DATA PROVIDED:
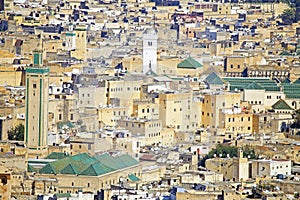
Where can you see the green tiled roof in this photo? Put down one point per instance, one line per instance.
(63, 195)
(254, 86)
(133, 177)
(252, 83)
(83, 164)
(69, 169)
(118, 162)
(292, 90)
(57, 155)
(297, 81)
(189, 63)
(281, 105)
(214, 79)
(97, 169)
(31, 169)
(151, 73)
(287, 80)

WORK REQUIRED: This task calls for the listing to be restated exactly, with images omitted.

ANSWER BOX:
Where can you see the green tiled roof in this photo? Put down one point per instance, one line per instance.
(63, 195)
(254, 86)
(133, 177)
(252, 83)
(83, 164)
(69, 169)
(118, 162)
(292, 90)
(57, 155)
(297, 81)
(189, 63)
(281, 105)
(214, 79)
(97, 169)
(31, 169)
(151, 73)
(287, 80)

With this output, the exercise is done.